━━━ Verilen Metin

Meydana gelen kazada, katılan Ş. D. ve E. D.’nin kendileri ile beraber evde yaşayan kişilerde hafif şekilde yaralanma olduğuna ilişkin beyanları ile katılan Y. P.’ın olaydan sonra psikolojik tedavi gördüğüne ilişkin beyanı, ayrıca Rıza Saf’ın da basit tıbbi müdahale ile giderilecek şekilde yaralandığına ilişkin doktor raporu dikkate alındığında, mahkemenin TCK’nın 89/4. maddesi uyarınca verdiği mahkumiyet kararında isabetsizlik bulunmadığı anlaşılmakla, tebliğnamedeki bozma içeren görüşe iştirak edilmemiştir.

Taksirli suçlar açısından temel cezanın belirlenmesinde TCK’nın 61/1 22/4. maddelerinde yer alan ölçütlerden olan failin kusuru, meydana gelen zararın ağırlığı, suçun işleniş biçimi ile suçun işlendiği yer ve zaman nazara alınmak suretiyle TCK’nın 3/1. maddesi uyarınca işlenen fiilin ağırlığıyla orantılı olacak şekilde maddede öngörülen alt ve üst sınırlar arasında hakkaniyete uygun bir cezaya hükmolunması gerekirken, olay nedeniyle oluşan zarar, yaralı sayısı gözetilerek, alt sınır aşılarak hak ve nasafete uygun bir ceza tayini yerine, asgari hadden ceza tayin edilmesi temyiz edenin sıfatına göre bozma sebebi yapılmamıştır.

━━━━━━

Görev: Verilen metne göre mahkeme mahkumiyet kararını TCK'nın hangi maddesi uyarınca vermiştir?

━━━ Verilen Bilgiler

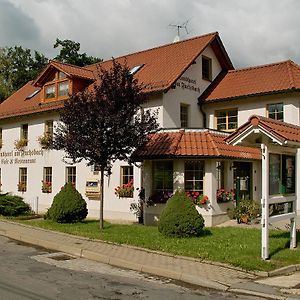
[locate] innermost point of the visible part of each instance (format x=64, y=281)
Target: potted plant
x=21, y=144
x=224, y=196
x=46, y=186
x=125, y=190
x=45, y=141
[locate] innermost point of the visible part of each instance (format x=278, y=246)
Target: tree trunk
x=101, y=199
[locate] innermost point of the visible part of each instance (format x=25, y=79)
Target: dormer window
x=63, y=88
x=58, y=87
x=50, y=91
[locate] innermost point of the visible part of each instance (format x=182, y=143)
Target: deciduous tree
x=69, y=53
x=106, y=123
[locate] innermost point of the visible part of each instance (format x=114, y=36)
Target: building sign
x=187, y=83
x=20, y=157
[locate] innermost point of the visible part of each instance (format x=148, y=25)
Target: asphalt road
x=31, y=273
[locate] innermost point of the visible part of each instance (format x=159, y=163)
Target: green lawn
x=236, y=246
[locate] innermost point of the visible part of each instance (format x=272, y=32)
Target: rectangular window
x=184, y=116
x=71, y=175
x=47, y=180
x=63, y=88
x=275, y=111
x=126, y=174
x=206, y=68
x=193, y=176
x=50, y=91
x=282, y=174
x=227, y=120
x=162, y=176
x=49, y=128
x=24, y=134
x=220, y=174
x=22, y=185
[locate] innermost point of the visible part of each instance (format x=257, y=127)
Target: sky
x=253, y=32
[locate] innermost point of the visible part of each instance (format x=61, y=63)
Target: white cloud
x=253, y=32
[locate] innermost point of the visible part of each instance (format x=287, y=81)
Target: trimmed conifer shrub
x=180, y=218
x=13, y=206
x=68, y=206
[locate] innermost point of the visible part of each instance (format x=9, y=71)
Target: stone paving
x=209, y=275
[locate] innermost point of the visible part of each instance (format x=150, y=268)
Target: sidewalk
x=189, y=270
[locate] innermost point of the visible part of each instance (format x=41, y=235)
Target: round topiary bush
x=180, y=218
x=11, y=205
x=68, y=206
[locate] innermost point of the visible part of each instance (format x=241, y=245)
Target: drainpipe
x=200, y=103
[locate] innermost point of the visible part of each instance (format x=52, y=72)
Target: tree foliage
x=18, y=65
x=69, y=53
x=105, y=124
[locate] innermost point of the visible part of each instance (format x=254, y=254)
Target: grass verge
x=236, y=246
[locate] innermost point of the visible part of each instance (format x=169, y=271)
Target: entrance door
x=242, y=176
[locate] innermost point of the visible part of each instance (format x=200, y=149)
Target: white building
x=192, y=84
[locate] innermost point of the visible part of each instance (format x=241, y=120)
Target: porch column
x=265, y=203
x=147, y=178
x=293, y=233
x=210, y=181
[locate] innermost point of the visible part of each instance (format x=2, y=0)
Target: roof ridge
x=291, y=77
x=259, y=66
x=274, y=121
x=157, y=47
x=208, y=134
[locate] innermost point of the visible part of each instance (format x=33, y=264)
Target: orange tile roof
x=283, y=131
x=260, y=80
x=162, y=67
x=192, y=144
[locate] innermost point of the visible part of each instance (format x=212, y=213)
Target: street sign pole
x=265, y=203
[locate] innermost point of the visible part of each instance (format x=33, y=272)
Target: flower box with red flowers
x=225, y=196
x=125, y=190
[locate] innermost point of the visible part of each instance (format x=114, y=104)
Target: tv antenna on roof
x=180, y=27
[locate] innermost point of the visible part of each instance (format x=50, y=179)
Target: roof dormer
x=58, y=81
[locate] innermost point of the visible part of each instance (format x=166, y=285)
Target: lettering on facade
x=187, y=83
x=20, y=157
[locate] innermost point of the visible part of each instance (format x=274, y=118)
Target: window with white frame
x=49, y=128
x=227, y=120
x=71, y=175
x=22, y=185
x=206, y=68
x=275, y=111
x=47, y=180
x=162, y=176
x=126, y=174
x=184, y=115
x=24, y=132
x=194, y=176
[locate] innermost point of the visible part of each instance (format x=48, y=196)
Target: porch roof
x=192, y=144
x=279, y=132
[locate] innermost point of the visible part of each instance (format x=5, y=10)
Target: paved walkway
x=216, y=276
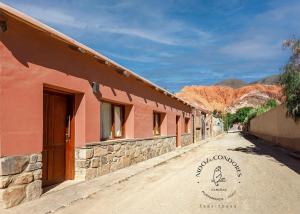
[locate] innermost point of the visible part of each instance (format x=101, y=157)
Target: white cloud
x=252, y=49
x=155, y=28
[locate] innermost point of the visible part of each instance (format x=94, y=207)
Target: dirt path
x=269, y=183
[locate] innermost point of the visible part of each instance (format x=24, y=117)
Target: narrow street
x=269, y=183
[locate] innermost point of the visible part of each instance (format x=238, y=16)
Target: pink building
x=68, y=112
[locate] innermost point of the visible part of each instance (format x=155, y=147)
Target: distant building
x=68, y=112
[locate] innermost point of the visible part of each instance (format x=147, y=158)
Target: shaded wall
x=275, y=127
x=32, y=60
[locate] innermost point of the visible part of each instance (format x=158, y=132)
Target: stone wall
x=275, y=127
x=20, y=179
x=186, y=139
x=104, y=157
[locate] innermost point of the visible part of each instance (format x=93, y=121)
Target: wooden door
x=58, y=142
x=177, y=131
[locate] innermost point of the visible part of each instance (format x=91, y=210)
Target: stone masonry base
x=20, y=179
x=186, y=139
x=101, y=158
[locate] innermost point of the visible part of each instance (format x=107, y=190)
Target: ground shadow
x=261, y=147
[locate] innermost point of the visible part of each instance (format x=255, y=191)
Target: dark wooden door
x=57, y=138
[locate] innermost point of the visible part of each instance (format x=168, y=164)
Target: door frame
x=177, y=130
x=70, y=146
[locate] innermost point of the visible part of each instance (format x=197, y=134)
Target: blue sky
x=179, y=42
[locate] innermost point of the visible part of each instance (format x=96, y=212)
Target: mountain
x=228, y=99
x=271, y=80
x=237, y=83
x=233, y=83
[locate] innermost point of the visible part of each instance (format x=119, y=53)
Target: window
x=156, y=123
x=112, y=121
x=186, y=125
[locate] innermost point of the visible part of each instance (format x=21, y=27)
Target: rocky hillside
x=233, y=83
x=228, y=99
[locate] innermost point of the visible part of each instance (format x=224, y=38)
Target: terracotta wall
x=275, y=127
x=32, y=60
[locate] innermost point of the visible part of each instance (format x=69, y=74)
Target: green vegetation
x=290, y=79
x=244, y=115
x=217, y=113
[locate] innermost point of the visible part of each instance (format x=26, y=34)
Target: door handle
x=68, y=132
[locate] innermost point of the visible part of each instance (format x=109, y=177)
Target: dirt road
x=236, y=174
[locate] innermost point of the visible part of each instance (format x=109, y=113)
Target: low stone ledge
x=109, y=156
x=186, y=139
x=124, y=140
x=20, y=179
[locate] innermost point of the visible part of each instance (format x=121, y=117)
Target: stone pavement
x=54, y=200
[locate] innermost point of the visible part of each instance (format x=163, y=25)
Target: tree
x=290, y=79
x=271, y=103
x=242, y=113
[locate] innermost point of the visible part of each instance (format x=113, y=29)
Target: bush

━━━━━━

Yazılı Yanıt: TCK'nın 89/4. maddesi uyarınca.